(Beginning of Data for this task)

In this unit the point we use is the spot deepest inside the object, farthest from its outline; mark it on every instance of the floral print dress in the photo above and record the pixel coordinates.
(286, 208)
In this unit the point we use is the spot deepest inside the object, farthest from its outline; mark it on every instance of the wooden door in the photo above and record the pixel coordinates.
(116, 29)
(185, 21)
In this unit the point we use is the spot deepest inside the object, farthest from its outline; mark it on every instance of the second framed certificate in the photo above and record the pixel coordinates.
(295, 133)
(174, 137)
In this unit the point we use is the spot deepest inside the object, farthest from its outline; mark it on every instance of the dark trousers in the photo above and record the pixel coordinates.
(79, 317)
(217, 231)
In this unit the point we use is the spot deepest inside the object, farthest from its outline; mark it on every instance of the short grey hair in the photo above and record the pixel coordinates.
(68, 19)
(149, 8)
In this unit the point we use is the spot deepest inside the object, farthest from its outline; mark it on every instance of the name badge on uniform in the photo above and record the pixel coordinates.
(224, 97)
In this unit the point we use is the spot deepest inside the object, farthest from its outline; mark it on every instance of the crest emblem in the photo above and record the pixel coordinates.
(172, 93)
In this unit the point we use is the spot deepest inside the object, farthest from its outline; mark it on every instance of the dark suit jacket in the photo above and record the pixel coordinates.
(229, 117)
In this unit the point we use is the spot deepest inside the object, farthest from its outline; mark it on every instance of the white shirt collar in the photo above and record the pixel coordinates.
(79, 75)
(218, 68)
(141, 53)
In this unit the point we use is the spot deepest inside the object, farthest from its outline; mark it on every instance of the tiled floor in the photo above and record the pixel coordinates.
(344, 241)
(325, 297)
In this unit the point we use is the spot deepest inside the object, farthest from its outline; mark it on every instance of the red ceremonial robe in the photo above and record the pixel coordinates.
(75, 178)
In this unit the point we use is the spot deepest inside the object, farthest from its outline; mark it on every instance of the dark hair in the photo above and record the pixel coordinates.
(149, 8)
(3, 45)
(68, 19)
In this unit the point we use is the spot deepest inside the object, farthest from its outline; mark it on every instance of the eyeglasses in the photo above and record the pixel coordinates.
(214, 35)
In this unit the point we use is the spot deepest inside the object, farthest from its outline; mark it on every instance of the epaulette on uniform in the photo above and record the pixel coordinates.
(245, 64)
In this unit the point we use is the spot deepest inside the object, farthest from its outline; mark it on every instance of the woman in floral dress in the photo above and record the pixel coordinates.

(End of Data for this task)

A faithful, word-for-word transcription of the data above is required.

§ **Solution for this task**:
In this unit the point we use is the spot deepest inside the object, farthest from its outline; mark it on every instance of the floral print dress in the photo above and record the pixel coordinates.
(286, 208)
In this unit the point we use is the spot deepest inside the object, farthest from its outline; mark it on every instance of the wooden door in the photo above and record the pixel coordinates.
(116, 29)
(185, 21)
In this unit the point we use is the spot deepest inside the object, farthest from its outline; mark it on every instance of the second framed certificate in the photo above and record the pixel coordinates.
(295, 133)
(174, 137)
In this unit the point we use is the spot deepest inside the object, farthest from its outline; mark it on every instance of the dark trousers in the photo above and record the pixel coordinates.
(79, 317)
(217, 231)
In this unit the point we use is the spot deepest inside the object, farthest from its outline; mark it on every instance of the short grey hair in the photo above and record the pixel coordinates.
(68, 19)
(149, 8)
In this unit the point we use is the spot deepest inside the object, farthest from its outline; mark it on every instance of the name badge on uniform in the photo above and record the pixel coordinates.
(224, 97)
In this unit the point we use is the spot deepest inside the object, farthest from its outline; mark it on every instance of the crest emblem in the photo above and record the pixel coordinates.
(172, 93)
In this unit the point we use is the spot deepest inside the object, farthest from its outline; mark it on every instance of the dark suit jacket in the photo above and record the pixel coordinates.
(229, 117)
In this unit the point we use is the spot deepest inside the object, farthest from its outline; mark it on every instance of the white shirt collar in the photo above and record the pixel coordinates.
(79, 75)
(218, 68)
(141, 53)
In this unit the point we use is the spot deepest inside the object, farthest from its outline; mark it on every instance of the tiled floor in the photo above and record the pixel coordinates.
(344, 241)
(325, 297)
In this unit the point we use is the spot deepest inside the object, farthest from its outline; mark it on every instance of the red ceremonial robe in the photo above and record the pixel coordinates.
(75, 178)
In this unit the point we use is the spot deepest inside the object, farthest from its outline; mark it on every instance of the dark hair in the photo above and record the pixel coordinates.
(149, 8)
(3, 45)
(68, 19)
In this unit the point we use is the spot deepest inside the object, farthest from its outline; mark it on every instance of the eyeglasses in the photo above and record the pixel coordinates.
(214, 35)
In this unit the point we use is the spot deepest inside the object, farthest from its outline; mark it on every instance of the epaulette on uniform in the photo above and record the pixel coordinates.
(245, 64)
In this unit the point we use is the spot deepest inside the object, farthest from its outline; mark it on every instance of the woman in floral dress in the photo above and record the pixel coordinates.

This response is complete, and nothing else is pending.